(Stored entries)
'''
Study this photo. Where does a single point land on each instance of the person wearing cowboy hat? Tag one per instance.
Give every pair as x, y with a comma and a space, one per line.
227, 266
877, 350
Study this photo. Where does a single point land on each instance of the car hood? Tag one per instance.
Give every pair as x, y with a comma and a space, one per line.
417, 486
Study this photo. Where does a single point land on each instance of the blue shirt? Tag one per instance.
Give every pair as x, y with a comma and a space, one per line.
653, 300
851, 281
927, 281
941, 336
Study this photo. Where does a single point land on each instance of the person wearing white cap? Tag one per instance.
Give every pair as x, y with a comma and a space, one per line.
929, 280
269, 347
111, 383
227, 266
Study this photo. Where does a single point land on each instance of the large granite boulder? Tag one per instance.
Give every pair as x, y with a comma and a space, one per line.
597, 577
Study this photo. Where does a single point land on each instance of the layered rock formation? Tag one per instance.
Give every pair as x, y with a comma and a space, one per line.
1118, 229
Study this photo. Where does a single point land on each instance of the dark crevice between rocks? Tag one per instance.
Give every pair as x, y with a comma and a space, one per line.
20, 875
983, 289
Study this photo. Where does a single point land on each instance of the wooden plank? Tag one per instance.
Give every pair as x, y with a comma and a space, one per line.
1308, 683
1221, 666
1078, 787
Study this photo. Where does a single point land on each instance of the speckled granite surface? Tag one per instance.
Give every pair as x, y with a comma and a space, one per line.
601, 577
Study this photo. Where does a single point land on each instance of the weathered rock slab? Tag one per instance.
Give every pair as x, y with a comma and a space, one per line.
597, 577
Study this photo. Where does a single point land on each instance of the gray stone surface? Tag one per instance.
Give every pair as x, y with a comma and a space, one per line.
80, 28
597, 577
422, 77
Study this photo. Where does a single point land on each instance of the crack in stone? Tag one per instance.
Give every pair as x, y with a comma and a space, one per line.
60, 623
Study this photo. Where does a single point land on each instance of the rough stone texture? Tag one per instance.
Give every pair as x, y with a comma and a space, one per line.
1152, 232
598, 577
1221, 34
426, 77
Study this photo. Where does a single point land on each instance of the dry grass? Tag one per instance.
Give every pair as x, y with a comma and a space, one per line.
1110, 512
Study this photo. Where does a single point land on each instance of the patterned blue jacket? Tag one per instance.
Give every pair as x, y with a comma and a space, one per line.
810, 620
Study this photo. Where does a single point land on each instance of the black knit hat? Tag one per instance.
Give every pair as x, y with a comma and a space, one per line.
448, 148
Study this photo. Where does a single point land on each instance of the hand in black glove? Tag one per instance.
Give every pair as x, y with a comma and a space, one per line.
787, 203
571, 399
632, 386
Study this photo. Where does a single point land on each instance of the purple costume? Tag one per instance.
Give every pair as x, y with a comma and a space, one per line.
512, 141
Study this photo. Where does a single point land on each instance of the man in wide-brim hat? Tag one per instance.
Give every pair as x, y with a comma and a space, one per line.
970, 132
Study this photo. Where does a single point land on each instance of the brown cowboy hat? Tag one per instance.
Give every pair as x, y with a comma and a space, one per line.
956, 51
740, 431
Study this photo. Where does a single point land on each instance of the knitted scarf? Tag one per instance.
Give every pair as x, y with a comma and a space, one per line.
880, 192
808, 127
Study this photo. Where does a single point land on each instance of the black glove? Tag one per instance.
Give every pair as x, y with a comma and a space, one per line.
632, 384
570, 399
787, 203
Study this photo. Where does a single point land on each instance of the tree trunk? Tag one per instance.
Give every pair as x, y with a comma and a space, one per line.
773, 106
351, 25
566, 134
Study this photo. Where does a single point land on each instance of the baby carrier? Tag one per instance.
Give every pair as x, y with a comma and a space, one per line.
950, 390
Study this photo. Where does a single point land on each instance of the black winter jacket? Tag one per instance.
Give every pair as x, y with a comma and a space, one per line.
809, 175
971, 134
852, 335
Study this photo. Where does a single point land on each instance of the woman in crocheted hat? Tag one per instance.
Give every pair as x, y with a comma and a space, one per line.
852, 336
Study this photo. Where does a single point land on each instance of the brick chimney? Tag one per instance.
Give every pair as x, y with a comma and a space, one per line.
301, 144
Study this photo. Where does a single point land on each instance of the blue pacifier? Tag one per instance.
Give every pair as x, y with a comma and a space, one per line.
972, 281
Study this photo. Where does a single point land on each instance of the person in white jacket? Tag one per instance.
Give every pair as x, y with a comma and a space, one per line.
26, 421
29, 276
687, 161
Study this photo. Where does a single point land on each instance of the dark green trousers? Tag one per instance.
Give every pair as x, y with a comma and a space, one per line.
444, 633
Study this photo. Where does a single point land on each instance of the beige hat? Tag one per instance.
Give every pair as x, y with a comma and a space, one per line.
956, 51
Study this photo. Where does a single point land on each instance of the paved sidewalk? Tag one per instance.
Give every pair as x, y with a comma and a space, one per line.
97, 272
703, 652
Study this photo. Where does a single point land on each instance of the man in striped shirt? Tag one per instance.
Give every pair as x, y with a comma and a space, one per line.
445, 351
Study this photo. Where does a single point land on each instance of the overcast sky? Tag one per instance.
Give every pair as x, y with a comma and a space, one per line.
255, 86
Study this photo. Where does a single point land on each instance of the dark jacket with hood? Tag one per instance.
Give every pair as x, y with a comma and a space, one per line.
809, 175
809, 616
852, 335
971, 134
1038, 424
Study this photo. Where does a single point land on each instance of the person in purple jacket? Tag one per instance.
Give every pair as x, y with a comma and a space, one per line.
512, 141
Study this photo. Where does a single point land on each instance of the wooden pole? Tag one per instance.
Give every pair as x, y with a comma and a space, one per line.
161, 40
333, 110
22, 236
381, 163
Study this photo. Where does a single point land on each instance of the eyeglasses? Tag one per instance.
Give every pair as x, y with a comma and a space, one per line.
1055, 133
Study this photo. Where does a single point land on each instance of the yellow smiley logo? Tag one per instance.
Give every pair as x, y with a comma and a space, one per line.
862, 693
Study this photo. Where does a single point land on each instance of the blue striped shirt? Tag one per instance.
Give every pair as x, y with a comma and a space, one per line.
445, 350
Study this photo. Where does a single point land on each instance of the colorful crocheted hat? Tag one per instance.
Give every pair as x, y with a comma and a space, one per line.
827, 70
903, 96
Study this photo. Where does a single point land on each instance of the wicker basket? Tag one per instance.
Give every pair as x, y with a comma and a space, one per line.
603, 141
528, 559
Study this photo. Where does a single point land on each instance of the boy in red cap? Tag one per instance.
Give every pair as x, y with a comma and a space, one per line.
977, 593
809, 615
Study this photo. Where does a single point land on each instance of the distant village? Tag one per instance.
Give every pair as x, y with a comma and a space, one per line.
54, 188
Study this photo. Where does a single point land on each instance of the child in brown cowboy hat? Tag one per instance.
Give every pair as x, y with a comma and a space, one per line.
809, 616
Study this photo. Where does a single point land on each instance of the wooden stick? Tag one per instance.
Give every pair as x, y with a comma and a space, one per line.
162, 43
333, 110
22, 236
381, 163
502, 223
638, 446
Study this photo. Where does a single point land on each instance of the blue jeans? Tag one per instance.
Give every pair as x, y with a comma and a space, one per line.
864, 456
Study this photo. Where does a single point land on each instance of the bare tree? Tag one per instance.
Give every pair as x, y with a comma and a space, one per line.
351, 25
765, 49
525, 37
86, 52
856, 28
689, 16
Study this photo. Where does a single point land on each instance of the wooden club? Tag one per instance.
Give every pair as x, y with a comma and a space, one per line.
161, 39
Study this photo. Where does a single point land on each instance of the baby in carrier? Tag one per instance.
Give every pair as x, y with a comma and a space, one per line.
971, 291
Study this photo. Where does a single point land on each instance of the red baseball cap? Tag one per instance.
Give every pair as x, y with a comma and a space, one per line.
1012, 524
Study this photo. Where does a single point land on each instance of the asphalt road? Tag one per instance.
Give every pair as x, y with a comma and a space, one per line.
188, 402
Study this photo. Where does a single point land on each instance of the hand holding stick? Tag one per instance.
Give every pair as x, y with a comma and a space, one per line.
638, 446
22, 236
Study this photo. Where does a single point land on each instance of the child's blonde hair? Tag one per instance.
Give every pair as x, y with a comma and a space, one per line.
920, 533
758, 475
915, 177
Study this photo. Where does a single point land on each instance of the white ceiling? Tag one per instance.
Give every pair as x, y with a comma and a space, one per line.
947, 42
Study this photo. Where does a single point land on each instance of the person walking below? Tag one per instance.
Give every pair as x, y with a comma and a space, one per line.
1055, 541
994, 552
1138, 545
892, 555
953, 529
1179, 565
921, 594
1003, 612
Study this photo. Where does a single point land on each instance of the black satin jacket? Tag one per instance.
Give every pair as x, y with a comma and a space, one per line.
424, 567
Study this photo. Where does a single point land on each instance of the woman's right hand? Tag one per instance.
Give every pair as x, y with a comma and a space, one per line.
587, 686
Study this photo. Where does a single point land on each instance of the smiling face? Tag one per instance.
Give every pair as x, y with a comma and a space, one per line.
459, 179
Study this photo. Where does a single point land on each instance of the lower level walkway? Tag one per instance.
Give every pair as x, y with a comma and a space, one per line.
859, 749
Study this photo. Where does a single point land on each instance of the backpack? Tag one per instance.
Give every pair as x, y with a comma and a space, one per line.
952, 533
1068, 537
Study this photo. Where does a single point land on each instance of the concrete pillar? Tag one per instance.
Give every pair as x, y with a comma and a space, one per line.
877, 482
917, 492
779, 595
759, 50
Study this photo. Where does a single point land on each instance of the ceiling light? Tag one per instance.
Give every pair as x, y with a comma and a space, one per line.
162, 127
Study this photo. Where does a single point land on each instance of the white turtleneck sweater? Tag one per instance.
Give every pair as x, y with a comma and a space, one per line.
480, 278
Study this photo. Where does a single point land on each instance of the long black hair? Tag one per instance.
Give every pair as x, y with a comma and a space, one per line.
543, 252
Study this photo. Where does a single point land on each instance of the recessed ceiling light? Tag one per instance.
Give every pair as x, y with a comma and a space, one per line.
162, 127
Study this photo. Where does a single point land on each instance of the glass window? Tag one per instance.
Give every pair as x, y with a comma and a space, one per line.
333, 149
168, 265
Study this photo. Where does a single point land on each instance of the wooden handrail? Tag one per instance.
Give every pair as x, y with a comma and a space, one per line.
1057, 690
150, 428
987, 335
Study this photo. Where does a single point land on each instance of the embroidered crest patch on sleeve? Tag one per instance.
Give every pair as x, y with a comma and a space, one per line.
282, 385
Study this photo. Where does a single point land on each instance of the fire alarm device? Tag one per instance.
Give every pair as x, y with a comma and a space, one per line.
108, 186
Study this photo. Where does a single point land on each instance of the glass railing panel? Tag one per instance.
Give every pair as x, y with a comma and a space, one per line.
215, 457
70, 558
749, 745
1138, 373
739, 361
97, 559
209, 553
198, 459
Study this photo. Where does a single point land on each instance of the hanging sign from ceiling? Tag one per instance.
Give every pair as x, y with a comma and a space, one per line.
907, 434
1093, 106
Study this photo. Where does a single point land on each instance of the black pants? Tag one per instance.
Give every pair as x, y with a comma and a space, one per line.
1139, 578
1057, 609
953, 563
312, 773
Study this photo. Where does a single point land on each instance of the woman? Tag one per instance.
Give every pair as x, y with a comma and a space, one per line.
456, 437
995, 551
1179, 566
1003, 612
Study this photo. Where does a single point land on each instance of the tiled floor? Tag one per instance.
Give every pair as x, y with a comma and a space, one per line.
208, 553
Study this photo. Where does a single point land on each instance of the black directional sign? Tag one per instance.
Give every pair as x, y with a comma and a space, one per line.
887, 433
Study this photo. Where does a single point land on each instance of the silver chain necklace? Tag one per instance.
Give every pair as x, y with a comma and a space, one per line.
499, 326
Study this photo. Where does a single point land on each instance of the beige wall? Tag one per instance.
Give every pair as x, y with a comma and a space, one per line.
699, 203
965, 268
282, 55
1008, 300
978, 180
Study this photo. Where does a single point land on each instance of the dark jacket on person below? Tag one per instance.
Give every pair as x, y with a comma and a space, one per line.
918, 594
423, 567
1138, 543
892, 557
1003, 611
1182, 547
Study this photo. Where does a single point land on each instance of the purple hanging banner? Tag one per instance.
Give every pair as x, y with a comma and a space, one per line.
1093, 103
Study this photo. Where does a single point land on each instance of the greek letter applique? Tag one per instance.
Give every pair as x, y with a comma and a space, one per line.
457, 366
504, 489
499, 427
'''
Starting at the line containing "banner? Tag one per instance." and ending with the final line of the entries above, rewrite every line, requests included, and offset each x and y coordinate in the answers by adding 51.

Study this photo. Where does a single point land on each instance of the purple hanging banner? Tag one per instance.
Give every pair as x, y with a comma and a space, one per line.
1144, 154
Study this photo. Where does a single point land on each instance of the greek letter applique? Tag one per instance.
Give every pair as x, y with a comma and a space, one per line.
508, 417
555, 540
550, 478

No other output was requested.